▸ AIM OF THE EXERCISE
Write out the lines starting at the one that holds "on the autumn" and ending with the final line of the data, exactly and with no others.

▸ DATASET ENTRIES
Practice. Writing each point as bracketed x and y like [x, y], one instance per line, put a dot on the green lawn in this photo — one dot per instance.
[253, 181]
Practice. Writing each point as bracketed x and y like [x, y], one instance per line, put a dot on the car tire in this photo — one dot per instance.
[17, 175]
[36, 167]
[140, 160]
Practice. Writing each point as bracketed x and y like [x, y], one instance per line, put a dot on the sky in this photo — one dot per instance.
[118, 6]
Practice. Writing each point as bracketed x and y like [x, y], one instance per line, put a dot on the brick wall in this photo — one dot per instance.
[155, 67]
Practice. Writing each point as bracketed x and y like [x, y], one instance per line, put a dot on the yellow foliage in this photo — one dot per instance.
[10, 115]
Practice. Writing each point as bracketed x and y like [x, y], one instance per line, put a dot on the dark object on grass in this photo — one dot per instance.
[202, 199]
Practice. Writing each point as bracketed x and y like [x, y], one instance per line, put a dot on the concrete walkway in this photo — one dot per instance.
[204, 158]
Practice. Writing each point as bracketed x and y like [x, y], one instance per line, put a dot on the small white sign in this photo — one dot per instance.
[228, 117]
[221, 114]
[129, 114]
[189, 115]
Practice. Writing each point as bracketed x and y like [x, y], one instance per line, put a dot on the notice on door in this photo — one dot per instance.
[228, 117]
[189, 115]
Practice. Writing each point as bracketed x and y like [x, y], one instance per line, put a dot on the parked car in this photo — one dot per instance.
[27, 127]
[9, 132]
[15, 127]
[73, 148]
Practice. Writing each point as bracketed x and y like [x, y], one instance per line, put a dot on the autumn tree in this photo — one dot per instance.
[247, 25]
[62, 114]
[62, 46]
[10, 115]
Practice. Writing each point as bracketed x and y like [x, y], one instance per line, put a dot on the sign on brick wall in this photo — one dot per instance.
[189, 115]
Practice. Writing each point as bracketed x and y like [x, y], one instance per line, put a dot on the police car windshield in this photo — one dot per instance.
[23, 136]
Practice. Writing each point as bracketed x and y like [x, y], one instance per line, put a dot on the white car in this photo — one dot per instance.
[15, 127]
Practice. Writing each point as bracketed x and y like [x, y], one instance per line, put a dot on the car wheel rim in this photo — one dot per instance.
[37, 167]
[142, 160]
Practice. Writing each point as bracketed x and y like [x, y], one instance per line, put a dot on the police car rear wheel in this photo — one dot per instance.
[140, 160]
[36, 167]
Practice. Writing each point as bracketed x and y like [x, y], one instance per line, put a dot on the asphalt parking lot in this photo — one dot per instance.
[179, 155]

▸ ANSWER BELOW
Practice. Writing each point as bracketed x and y like [x, y], one instance per line, put a dot on the autumn tree in this photo — one dot per instance.
[247, 25]
[62, 114]
[62, 46]
[10, 115]
Practice. Writing each point as bracketed x and y like [x, y], one instance per line, put a dot on the sign on brick wall in this photo — one dot per instance.
[189, 115]
Practice. Writing each point as bracketed x and y like [x, y], one instance per line, put a dot on the police car windshield in this photo — one dot per instance.
[23, 136]
Practice. Writing each point as bracketed x and y like [x, y], one instance per line, put a dot on the white car in this photo — one dot per instance.
[15, 127]
Practice. Writing each point as bracketed x and y like [x, y], one instance per line, put a dot on the car wheel rim in this photo — one dot per instance.
[37, 167]
[142, 160]
Practice. Writing each point as bracketed x and y like [x, y], one instance per line, put a dot on the police car rear wheel in this photo — one dot per instance.
[140, 160]
[36, 167]
Practice. Writing each point as bracketed x and y like [x, y], one instance per line, put a dot on the asphalt parking lot in this photo — one dot per instance.
[179, 155]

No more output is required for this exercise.